AIM
Output the lines from the one containing "teal t-shirt in" through the end of the records, both ends included, as a JSON list of strings with one string per line, leaving out blank lines.

AVAILABLE DATA
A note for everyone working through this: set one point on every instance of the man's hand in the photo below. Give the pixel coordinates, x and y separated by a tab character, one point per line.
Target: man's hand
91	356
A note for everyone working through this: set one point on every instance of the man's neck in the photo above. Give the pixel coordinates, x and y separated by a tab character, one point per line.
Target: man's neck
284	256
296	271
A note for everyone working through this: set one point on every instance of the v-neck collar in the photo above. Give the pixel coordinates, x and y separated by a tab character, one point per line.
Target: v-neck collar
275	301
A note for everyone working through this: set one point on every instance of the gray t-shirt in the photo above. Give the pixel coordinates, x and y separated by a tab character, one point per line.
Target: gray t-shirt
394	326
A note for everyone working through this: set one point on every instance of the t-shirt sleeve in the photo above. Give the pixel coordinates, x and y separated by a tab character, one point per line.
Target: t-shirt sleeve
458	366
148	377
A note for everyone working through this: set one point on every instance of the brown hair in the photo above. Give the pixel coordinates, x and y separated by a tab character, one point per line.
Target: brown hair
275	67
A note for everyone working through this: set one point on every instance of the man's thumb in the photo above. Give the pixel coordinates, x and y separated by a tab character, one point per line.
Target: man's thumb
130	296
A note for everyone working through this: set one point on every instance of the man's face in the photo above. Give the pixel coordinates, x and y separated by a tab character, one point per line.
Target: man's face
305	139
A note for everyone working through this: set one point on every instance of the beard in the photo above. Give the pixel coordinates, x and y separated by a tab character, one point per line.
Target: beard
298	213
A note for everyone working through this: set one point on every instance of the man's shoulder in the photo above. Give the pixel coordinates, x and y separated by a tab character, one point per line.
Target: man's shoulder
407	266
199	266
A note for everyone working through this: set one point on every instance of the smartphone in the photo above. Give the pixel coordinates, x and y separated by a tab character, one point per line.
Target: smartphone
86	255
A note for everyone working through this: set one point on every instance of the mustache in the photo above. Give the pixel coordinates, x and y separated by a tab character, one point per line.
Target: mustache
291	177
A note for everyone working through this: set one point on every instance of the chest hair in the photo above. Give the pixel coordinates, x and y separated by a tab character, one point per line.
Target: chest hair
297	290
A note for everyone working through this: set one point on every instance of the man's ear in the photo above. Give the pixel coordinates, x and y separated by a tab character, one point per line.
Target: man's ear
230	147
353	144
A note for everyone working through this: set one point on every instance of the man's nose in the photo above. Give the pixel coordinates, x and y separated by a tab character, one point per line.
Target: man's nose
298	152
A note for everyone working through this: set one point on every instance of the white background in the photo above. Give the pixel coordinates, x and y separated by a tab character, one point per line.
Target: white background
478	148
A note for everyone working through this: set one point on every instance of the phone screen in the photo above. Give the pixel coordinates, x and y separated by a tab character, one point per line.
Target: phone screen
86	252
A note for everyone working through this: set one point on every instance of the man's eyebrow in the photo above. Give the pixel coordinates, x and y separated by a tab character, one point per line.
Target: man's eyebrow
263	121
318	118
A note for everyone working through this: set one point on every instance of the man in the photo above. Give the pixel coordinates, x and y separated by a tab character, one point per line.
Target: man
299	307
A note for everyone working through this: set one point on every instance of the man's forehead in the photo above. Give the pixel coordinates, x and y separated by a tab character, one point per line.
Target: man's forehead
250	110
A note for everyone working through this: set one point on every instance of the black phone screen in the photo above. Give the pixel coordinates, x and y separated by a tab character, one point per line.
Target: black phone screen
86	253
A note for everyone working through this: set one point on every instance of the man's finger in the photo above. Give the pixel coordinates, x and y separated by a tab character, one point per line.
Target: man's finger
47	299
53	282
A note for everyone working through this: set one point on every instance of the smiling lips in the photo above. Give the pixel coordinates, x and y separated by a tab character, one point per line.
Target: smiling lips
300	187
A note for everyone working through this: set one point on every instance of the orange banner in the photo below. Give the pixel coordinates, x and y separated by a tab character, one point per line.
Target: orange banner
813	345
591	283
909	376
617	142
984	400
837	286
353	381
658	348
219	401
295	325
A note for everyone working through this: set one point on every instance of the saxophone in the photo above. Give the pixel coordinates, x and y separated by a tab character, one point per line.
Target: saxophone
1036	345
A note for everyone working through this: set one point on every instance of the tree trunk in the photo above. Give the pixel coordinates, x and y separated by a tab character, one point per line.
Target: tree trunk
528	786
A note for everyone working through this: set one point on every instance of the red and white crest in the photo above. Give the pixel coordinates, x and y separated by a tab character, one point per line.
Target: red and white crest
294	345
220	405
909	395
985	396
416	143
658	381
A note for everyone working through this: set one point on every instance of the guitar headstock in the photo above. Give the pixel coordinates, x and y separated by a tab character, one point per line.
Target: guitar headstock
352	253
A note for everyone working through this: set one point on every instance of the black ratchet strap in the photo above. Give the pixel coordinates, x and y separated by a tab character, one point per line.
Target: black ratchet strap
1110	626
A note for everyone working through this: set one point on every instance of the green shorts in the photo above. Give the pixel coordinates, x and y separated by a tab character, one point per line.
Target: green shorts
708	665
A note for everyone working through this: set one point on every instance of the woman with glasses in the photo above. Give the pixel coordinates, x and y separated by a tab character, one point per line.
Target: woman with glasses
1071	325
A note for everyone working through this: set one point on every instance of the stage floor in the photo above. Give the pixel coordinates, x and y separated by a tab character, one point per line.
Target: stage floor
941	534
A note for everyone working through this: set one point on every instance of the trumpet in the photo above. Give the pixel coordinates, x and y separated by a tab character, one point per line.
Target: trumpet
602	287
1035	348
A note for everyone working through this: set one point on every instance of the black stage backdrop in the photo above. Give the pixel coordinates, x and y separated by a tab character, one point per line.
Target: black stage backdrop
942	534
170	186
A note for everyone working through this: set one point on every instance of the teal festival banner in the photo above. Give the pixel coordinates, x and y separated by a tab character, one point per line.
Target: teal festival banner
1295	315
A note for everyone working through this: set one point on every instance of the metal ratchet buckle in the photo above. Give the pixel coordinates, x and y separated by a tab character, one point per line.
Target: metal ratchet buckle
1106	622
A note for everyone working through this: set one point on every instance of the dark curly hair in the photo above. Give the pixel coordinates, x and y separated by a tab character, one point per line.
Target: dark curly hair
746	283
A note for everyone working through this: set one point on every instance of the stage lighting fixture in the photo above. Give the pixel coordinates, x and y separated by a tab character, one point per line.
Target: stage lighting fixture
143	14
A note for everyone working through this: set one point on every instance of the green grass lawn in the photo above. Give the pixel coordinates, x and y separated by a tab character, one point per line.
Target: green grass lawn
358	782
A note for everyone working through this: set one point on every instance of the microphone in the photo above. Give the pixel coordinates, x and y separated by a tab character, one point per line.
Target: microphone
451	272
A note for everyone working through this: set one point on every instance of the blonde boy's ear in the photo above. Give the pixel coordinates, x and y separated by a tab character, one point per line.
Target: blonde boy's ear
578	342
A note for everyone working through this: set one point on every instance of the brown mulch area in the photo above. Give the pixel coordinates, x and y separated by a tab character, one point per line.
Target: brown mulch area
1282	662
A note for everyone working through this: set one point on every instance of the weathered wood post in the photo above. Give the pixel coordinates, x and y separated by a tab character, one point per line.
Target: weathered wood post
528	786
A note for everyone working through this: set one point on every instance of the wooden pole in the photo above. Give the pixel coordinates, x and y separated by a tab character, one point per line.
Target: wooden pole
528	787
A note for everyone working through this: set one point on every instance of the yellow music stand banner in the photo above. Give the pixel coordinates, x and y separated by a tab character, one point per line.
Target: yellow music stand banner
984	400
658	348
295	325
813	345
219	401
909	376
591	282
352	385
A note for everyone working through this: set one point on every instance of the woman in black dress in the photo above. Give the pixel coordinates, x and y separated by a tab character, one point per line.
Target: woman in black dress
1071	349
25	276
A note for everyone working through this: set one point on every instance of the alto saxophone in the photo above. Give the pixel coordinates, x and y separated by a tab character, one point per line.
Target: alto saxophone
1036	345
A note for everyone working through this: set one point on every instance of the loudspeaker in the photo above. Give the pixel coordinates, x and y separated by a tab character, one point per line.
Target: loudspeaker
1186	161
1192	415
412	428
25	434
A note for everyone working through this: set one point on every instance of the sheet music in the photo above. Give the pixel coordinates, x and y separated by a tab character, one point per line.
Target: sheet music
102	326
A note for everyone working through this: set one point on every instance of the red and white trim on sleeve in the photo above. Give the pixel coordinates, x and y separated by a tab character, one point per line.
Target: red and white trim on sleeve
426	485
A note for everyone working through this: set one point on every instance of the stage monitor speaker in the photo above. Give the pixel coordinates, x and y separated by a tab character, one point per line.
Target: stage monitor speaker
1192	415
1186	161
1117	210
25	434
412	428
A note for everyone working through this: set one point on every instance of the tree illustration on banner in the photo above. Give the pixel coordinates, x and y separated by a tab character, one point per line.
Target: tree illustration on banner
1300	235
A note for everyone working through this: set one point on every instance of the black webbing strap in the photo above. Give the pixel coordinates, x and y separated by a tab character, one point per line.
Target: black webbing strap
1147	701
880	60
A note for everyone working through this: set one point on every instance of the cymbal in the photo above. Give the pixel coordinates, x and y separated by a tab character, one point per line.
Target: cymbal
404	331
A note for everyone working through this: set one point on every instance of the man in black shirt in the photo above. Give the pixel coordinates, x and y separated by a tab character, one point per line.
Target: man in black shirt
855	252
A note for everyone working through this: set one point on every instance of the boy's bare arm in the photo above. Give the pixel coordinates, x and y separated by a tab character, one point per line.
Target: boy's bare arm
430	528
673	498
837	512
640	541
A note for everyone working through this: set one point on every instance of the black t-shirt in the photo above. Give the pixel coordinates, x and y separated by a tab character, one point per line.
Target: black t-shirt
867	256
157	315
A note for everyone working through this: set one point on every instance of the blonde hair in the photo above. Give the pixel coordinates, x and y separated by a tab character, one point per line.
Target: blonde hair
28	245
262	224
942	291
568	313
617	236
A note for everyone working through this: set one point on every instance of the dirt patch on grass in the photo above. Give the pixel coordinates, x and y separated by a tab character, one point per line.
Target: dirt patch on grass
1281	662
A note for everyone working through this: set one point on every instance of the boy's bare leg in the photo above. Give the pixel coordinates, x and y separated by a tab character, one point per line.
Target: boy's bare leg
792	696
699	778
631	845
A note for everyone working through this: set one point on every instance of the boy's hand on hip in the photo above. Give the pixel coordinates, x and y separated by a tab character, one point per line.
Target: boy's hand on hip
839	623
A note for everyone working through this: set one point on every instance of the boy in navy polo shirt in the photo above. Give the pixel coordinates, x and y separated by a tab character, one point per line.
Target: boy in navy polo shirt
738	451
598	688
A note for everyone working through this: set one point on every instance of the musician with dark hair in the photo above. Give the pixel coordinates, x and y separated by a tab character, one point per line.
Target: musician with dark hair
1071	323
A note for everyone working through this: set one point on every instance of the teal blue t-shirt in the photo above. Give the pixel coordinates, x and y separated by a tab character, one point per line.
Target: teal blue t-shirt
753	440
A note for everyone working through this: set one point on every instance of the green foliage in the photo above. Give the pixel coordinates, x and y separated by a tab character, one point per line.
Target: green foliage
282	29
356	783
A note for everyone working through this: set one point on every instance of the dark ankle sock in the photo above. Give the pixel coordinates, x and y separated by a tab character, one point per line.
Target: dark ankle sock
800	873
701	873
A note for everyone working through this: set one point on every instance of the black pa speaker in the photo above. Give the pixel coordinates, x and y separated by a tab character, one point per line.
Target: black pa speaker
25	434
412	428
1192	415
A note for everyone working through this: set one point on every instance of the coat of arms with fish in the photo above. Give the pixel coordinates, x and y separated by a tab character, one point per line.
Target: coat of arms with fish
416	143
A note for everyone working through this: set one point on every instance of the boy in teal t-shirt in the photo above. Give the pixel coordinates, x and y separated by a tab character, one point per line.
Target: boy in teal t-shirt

ANSWER TO THE PROBLEM
[
  "A note for everyone working through this: set one point on every instance of the boy in teal t-shirt in the photo above. Give the pixel coordinates, x and y separated by a tab character, one point per line.",
  "Target: boy in teal t-shirt"
]